What is required »
Arrange the lines from the items below as a numbered list with no blank lines. Begin at the line that has "Where can the tree" and stop after the line that has "<point>570,557</point>".
begin Records provided
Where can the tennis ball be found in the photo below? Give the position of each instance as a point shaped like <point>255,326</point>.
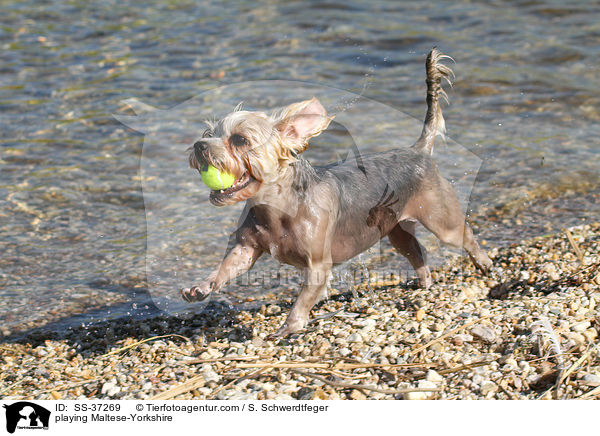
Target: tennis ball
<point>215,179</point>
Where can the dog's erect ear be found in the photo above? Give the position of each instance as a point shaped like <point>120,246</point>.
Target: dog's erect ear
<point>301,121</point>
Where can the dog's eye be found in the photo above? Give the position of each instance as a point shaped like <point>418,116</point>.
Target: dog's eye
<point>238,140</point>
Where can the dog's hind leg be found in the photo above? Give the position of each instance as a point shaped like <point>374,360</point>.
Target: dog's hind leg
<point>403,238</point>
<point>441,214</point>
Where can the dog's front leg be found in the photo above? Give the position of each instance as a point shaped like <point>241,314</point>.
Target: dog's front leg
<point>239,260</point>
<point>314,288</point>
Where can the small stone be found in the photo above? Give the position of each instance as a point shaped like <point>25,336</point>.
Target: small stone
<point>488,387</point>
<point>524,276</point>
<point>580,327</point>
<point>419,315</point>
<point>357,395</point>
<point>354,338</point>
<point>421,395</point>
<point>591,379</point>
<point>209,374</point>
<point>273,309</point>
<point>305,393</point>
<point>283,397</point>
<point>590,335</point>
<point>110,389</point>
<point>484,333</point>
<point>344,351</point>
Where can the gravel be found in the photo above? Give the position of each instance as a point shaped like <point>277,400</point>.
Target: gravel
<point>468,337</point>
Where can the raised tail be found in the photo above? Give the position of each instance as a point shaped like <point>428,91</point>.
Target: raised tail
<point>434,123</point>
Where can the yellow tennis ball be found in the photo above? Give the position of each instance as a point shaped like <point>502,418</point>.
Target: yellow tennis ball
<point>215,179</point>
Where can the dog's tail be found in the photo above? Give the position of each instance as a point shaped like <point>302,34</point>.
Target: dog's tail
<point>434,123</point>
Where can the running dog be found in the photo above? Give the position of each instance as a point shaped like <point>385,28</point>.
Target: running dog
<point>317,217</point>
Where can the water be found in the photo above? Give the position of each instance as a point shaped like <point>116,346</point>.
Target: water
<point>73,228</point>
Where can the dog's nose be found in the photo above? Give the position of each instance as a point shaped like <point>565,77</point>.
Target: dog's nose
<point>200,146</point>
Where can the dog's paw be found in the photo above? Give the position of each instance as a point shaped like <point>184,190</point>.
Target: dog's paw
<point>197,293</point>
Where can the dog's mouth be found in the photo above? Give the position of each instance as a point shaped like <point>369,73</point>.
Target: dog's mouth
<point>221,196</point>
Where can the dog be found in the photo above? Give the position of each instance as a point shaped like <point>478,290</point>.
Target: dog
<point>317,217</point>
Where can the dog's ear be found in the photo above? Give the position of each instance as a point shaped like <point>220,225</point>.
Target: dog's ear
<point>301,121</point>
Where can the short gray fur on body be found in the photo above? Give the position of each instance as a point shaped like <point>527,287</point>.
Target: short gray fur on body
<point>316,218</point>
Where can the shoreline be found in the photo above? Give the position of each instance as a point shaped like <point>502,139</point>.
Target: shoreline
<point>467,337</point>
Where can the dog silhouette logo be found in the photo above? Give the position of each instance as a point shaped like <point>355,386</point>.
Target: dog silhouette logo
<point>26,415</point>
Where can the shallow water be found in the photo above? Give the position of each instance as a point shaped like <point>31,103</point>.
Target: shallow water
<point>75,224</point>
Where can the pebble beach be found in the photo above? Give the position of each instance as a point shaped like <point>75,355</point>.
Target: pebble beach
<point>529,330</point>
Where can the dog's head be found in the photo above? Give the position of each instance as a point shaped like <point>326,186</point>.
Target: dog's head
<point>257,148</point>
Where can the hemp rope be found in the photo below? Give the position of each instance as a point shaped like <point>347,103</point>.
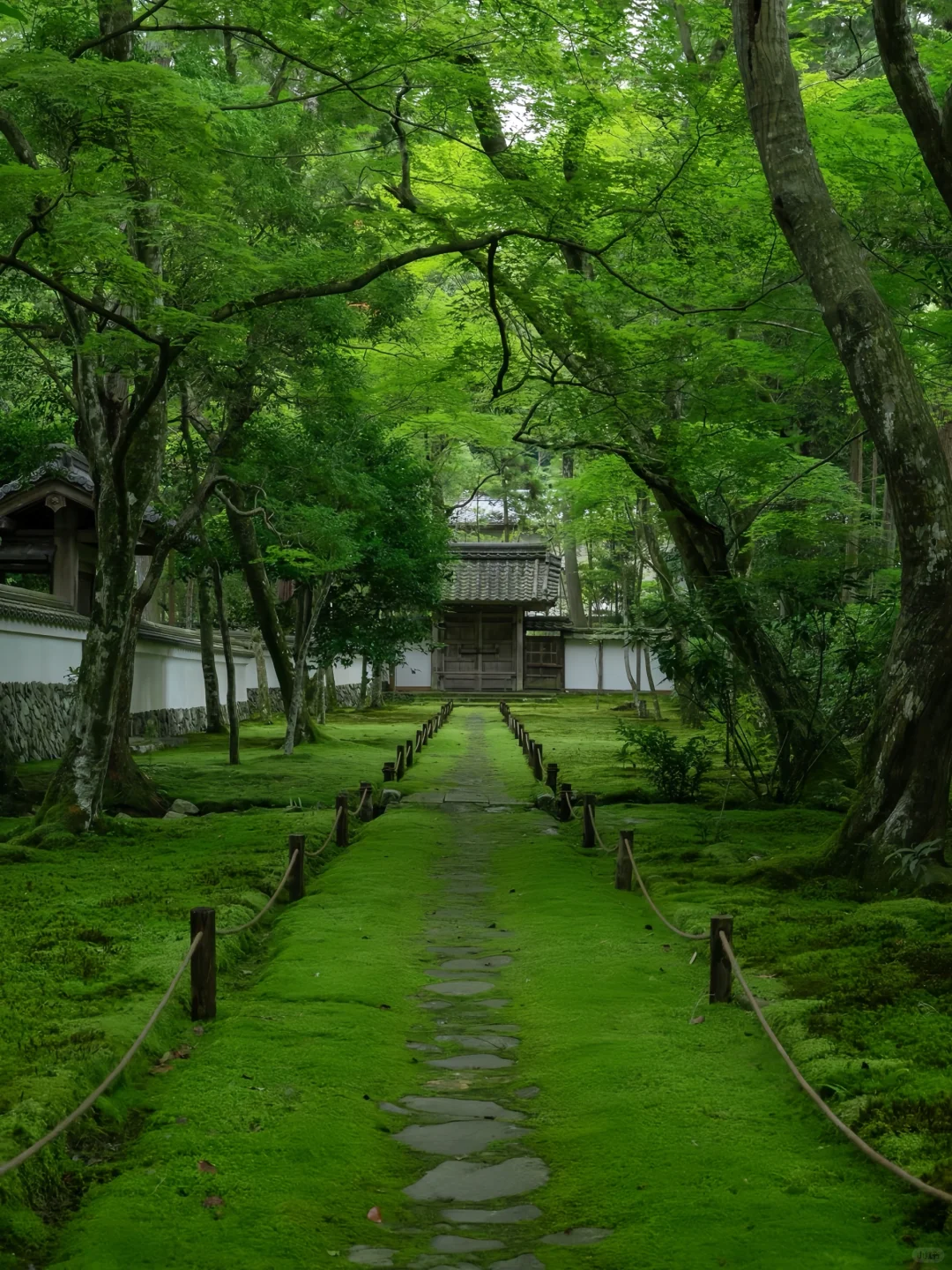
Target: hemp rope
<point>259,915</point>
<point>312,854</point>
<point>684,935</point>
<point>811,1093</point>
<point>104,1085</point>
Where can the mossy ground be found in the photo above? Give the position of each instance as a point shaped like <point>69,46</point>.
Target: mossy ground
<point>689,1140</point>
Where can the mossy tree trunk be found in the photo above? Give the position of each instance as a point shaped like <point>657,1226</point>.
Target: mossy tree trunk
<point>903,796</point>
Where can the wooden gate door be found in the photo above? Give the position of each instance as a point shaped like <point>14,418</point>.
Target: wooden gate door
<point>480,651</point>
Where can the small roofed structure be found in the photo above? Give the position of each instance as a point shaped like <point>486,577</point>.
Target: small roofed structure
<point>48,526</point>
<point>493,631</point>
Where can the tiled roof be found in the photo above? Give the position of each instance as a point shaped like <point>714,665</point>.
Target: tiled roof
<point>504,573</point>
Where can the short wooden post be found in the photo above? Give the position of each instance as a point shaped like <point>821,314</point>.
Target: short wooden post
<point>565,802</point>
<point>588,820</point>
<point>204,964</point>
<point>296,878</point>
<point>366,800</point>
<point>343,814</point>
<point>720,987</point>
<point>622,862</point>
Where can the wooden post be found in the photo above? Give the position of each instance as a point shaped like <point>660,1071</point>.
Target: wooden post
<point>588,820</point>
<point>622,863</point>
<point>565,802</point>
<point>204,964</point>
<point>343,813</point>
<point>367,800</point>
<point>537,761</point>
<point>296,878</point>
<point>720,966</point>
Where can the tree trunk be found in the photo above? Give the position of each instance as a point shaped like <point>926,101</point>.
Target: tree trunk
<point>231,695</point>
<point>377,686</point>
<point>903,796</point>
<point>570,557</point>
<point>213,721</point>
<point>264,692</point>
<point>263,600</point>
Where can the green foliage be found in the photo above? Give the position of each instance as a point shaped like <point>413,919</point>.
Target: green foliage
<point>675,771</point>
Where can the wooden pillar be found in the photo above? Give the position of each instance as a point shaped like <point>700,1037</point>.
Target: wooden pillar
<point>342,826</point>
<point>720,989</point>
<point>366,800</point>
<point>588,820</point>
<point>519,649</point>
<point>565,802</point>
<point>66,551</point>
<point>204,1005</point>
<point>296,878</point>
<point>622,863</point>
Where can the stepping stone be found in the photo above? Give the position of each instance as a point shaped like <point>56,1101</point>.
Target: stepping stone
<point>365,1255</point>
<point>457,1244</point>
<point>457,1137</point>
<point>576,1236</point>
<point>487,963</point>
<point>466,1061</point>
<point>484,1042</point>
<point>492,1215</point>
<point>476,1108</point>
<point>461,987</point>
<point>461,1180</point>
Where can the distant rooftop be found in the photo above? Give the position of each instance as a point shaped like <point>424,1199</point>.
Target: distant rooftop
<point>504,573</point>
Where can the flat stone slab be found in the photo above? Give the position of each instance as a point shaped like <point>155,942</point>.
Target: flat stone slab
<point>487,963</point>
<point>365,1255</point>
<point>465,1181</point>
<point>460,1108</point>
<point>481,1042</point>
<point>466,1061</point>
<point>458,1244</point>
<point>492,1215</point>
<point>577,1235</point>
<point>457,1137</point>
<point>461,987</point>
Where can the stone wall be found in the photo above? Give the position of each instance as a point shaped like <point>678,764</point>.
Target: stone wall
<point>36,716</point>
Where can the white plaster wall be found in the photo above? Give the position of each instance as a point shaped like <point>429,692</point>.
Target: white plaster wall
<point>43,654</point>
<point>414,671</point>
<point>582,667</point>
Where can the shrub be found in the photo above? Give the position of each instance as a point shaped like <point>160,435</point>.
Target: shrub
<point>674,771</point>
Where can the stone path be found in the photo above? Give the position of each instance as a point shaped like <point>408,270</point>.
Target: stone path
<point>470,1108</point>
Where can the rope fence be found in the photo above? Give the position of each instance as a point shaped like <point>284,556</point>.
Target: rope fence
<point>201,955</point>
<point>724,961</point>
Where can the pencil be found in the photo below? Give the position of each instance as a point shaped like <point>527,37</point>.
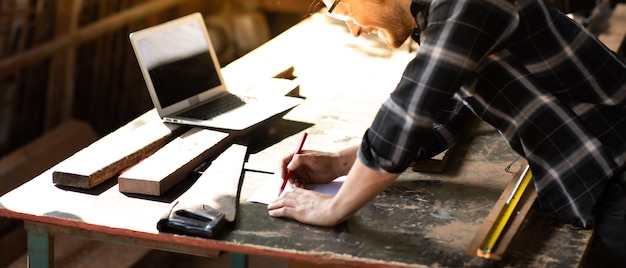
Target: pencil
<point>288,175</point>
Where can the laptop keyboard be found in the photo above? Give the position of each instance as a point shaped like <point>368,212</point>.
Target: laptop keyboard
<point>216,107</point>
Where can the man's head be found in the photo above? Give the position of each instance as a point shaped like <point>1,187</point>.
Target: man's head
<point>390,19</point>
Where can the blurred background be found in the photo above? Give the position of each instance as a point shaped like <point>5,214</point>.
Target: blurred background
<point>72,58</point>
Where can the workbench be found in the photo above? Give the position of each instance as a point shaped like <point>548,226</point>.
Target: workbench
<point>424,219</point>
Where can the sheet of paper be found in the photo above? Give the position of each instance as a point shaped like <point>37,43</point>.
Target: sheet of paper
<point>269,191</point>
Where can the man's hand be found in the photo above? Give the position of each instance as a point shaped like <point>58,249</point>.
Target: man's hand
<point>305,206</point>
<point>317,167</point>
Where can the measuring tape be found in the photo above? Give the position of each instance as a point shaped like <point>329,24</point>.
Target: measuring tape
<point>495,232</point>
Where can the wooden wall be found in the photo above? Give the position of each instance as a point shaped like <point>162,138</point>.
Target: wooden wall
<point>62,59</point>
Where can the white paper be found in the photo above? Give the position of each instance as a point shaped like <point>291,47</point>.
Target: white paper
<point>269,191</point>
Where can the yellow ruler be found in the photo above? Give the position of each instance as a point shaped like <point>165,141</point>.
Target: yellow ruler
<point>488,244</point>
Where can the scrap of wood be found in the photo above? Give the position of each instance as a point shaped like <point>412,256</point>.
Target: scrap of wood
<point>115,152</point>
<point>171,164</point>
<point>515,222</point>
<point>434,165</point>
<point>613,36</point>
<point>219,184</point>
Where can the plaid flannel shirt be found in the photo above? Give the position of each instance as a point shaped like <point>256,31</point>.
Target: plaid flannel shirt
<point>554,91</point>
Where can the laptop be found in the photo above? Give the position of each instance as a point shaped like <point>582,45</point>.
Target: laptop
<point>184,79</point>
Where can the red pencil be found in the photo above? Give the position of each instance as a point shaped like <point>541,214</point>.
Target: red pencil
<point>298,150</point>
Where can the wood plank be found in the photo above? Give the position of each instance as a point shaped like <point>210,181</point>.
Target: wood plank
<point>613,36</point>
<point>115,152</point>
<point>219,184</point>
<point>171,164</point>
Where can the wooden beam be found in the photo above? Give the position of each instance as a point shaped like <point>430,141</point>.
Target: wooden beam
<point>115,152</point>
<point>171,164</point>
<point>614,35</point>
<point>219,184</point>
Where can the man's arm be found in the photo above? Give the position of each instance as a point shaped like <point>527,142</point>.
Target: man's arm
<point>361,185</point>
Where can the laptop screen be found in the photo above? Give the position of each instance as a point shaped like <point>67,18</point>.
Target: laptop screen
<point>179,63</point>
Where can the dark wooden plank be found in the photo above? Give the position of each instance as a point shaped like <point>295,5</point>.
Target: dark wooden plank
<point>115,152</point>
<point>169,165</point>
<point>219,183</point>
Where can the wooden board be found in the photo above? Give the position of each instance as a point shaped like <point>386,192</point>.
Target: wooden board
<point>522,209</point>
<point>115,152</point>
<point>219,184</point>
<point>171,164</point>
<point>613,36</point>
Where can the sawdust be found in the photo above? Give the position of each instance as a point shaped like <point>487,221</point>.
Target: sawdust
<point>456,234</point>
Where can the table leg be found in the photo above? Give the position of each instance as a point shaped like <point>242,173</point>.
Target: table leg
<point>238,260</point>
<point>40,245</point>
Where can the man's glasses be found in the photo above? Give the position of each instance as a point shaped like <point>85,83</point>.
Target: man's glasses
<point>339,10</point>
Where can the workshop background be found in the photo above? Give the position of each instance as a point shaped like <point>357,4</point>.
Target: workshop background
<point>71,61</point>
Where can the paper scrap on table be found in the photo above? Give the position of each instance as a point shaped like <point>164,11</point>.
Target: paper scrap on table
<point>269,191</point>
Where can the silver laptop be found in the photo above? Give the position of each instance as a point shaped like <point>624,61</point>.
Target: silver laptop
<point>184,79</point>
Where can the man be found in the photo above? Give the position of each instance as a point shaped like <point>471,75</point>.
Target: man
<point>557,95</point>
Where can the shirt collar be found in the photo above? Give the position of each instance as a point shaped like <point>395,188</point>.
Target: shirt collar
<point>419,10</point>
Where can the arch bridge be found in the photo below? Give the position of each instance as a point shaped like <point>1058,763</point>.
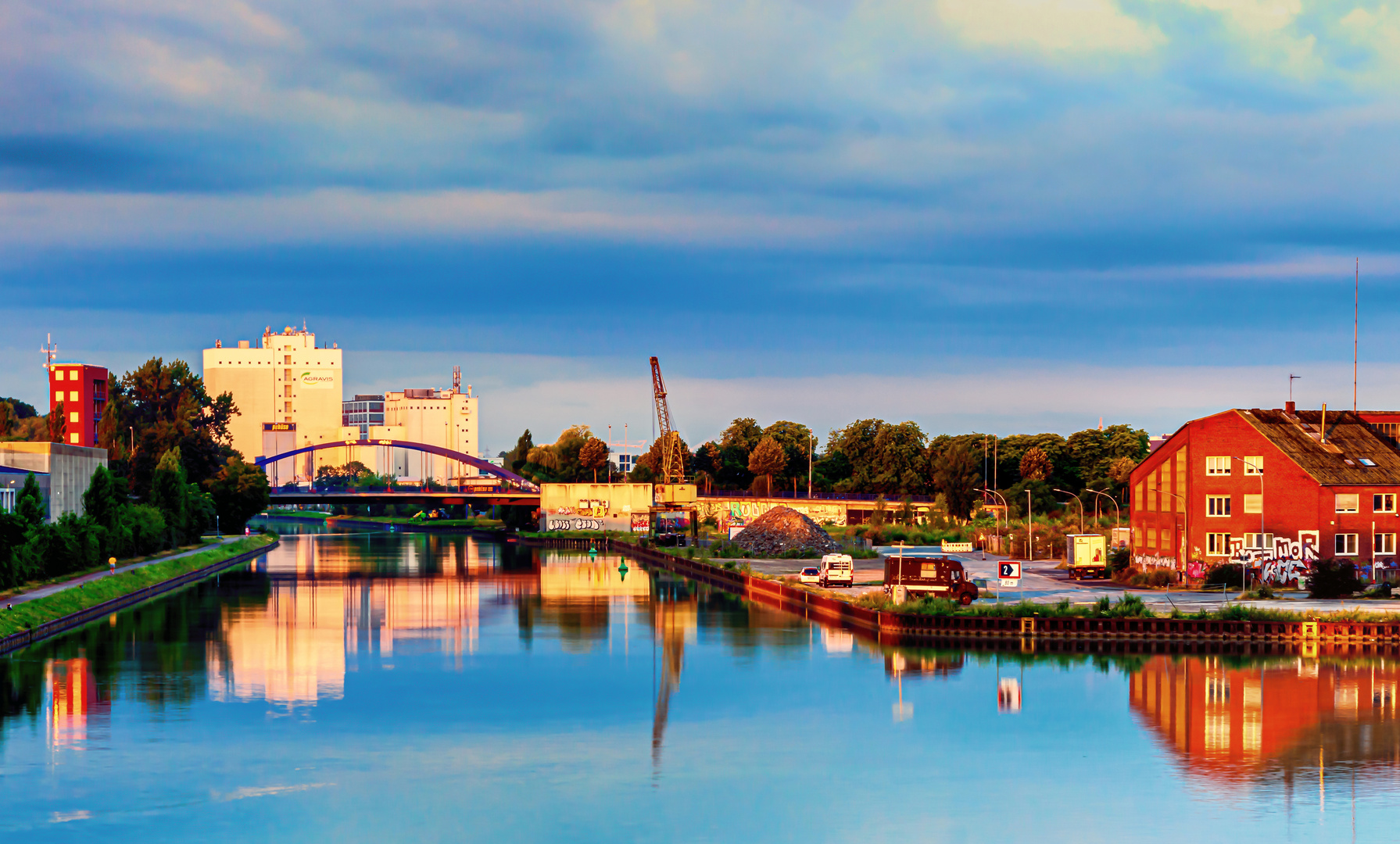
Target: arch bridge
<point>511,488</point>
end Records provided
Task result »
1. Where can the tree trunk be found in the photo above? Give the position of each instance as a point shaped like <point>926,101</point>.
2. Target: tree trunk
3. <point>231,695</point>
4. <point>377,686</point>
5. <point>903,796</point>
6. <point>570,557</point>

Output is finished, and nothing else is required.